# DOCUMENT TEXT
[start]

August 25, 2010 2 comments

Downtown Omaha Skyline

Image by shannonpatrick17 via Flickr

For years Omaha suffered from no image or, if it had one at all, an unflattering image that connoted a dusty prairie town and not the cosmo metropolitan center it has pretensions of being and is in fact becoming. Part of the city’s transformation on the image front is the dramatic remaking of its riverfront and downtown, and more recently, of some of its midtown and inner city districts.  A few years ago I sat down with three men who at one time or another held the title of Omaha City Planning Director to get their input on the emerging new Omaha taking shape, and the following article for The Reader (www.thereader.com) is the result.

The X-Men Weight-In on Designing a New Omaha

©by Leo Adam Biga

Originally appeared in The Reader (www.thereader.com)

 

As Omaha embarks on a series of lofty urban developments that promise transforming the city in the most dramatic fashion since the early 1900s boulevard system, The Reader caught up with the burg’s three most recent planning directors for a roundtable discussion on Omaha’s newly emerging face.

[end]

# SHORT EXERCISE 1
Retype the part of the Omaha passage that opens with the words containing "Image by shannonpatrick17" and closes with "is the result.".
# SHORT EXERCISE 2
Summarize the Omaha passage in two sentences.
The lines that come next are separate material, unrelated to the Omaha passage.

# EXTRACTED RECORDS
[start]

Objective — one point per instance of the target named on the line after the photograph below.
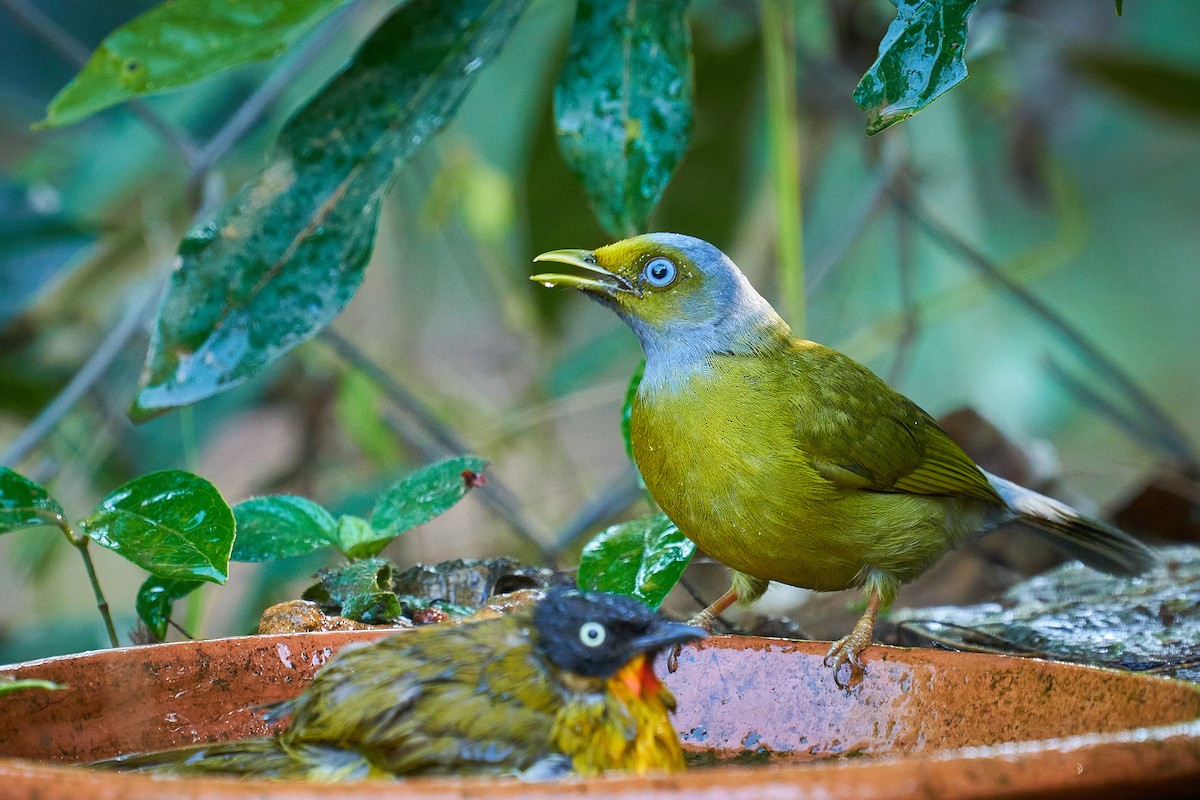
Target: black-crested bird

[end]
[start]

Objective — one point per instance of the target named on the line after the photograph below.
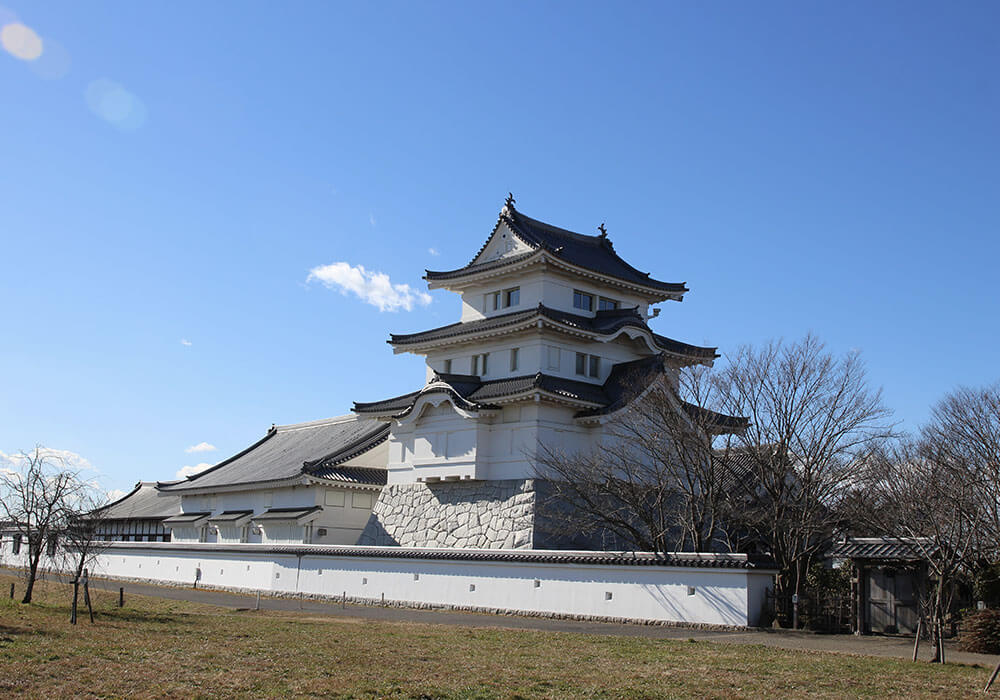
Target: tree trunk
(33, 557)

[end]

# FULL OUTPUT 1
Image by shannonpatrick17 via Flickr

For years Omaha suffered from no image or, if it had one at all, an unflattering image that connoted a dusty prairie town and not the cosmo metropolitan center it has pretensions of being and is in fact becoming. Part of the city’s transformation on the image front is the dramatic remaking of its riverfront and downtown, and more recently, of some of its midtown and inner city districts.  A few years ago I sat down with three men who at one time or another held the title of Omaha City Planning Director to get their input on the emerging new Omaha taking shape, and the following article for The Reader (www.thereader.com) is the result.

# FULL OUTPUT 2
For years Omaha had no image or an unflattering one of a dusty prairie town, but the dramatic remaking of its riverfront, downtown, and some midtown and inner city districts is part of changing that. As the city embarks on lofty urban developments that promise its most dramatic transformation since the early 1900s boulevard system, The Reader held a roundtable with its three most recent planning directors on Omaha's newly emerging face.